=== DATASET ===

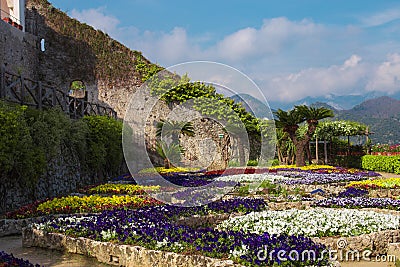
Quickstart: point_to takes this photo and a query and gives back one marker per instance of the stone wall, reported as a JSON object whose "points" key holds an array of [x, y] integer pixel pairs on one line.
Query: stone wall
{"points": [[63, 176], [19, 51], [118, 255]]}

===
=== DATASET ===

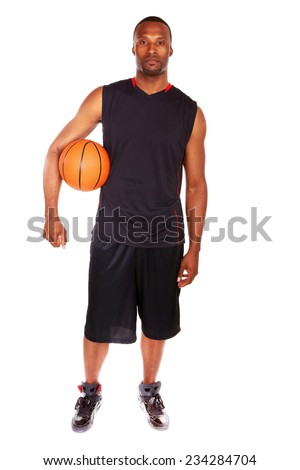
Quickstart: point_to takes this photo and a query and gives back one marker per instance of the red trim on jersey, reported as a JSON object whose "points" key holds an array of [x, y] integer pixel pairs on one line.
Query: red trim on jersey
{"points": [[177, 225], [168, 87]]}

===
=== DATASET ===

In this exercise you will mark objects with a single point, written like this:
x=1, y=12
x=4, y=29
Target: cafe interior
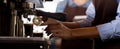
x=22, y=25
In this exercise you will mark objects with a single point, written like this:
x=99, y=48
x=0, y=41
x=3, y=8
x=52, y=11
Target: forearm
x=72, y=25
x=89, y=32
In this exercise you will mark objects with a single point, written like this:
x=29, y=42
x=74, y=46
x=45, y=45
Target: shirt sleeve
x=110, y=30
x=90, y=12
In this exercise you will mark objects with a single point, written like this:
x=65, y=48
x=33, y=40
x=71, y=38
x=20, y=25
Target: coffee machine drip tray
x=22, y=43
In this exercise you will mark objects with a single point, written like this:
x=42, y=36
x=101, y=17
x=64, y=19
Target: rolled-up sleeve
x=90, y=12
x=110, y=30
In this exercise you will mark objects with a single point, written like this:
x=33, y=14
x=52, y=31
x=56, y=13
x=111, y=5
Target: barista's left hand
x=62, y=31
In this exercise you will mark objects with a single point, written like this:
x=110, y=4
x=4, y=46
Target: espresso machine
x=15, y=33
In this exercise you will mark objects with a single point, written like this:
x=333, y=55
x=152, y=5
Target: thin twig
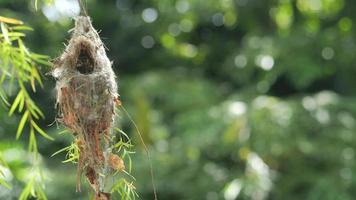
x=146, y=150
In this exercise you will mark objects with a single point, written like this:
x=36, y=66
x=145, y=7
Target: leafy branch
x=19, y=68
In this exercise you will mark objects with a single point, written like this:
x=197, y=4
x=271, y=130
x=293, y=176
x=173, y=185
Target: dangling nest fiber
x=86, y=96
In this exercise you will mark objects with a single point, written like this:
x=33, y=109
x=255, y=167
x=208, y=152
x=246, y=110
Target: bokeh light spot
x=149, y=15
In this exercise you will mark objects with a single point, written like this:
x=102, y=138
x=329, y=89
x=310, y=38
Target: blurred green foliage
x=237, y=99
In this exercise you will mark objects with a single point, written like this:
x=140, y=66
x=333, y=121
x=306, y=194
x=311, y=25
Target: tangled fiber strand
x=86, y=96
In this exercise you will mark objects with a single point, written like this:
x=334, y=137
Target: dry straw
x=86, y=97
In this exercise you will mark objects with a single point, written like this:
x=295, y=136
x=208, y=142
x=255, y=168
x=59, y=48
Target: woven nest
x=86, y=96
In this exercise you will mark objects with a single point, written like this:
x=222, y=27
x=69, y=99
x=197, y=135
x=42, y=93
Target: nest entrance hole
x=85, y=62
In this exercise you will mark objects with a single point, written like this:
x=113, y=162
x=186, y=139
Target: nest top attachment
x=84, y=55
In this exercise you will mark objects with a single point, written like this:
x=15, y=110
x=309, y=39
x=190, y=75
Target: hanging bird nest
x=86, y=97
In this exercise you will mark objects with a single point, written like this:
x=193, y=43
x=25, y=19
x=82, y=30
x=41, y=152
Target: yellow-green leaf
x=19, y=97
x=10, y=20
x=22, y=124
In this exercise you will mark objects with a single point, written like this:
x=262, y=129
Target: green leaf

===

■ INSTRUCTIONS FOR THE TASK ■
Copy every line above that includes the string "gives".

■ RESPONSE TO THIS EXERCISE ■
Quickstart: point_to takes this photo and a query and gives back one marker per instance of the stone wall, reported as a JSON object whose "points" key holds an array of [x, y] integer pixel pairs on one line.
Quickstart: point_to takes this photo and a query and gives back one marker per instance of the red trim on jersey, reported as a JSON object whose "points" key holds an array of [x, y] integer pixel pairs on one line.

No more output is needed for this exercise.